> **Exercise directions**: Turn the lines in the records below, from the line with "blue suit in this photo." to the line with "pad in this photo.", into a numbered list, and skip any blank lines.

[Dataset rows]
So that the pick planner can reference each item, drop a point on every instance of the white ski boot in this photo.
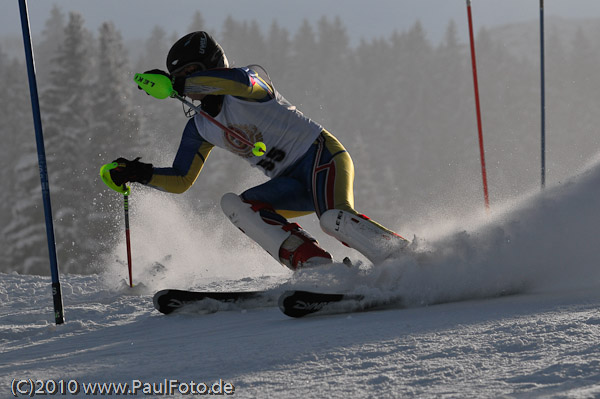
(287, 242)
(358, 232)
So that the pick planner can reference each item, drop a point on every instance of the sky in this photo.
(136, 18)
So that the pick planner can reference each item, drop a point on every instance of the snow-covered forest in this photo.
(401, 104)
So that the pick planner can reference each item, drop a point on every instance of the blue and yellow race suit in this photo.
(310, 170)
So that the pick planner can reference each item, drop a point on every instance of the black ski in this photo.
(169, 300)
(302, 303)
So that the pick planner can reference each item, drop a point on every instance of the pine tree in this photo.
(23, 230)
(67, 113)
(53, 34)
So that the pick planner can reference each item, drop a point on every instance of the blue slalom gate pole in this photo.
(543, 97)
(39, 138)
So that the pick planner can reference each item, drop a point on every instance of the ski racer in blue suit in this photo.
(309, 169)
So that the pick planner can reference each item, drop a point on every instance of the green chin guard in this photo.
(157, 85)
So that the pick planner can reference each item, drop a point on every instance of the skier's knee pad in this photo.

...

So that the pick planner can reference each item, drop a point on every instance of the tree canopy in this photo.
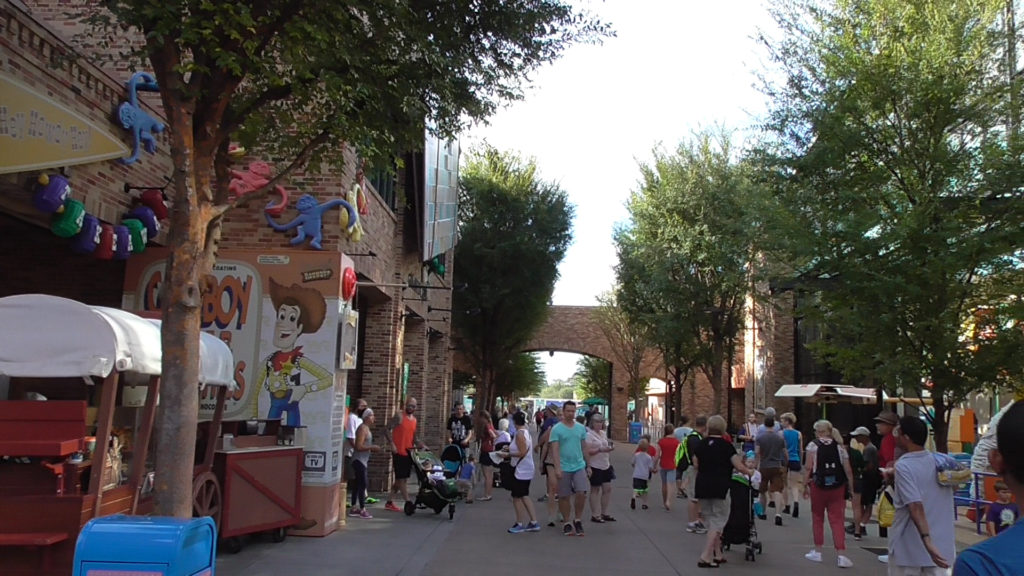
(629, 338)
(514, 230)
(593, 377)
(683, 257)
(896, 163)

> **Written response**:
1. So that the pick planner can reference each item, drop a point on every instance of the ski racer in blue suit in this photo.
2. (309, 169)
3. So that the pick planner can reference each item, drop a point on every instance of the green chin guard in this photo.
4. (157, 85)
5. So that the pick planner can reference each item, drop a point on every instance of the skier's knee pad in this photo.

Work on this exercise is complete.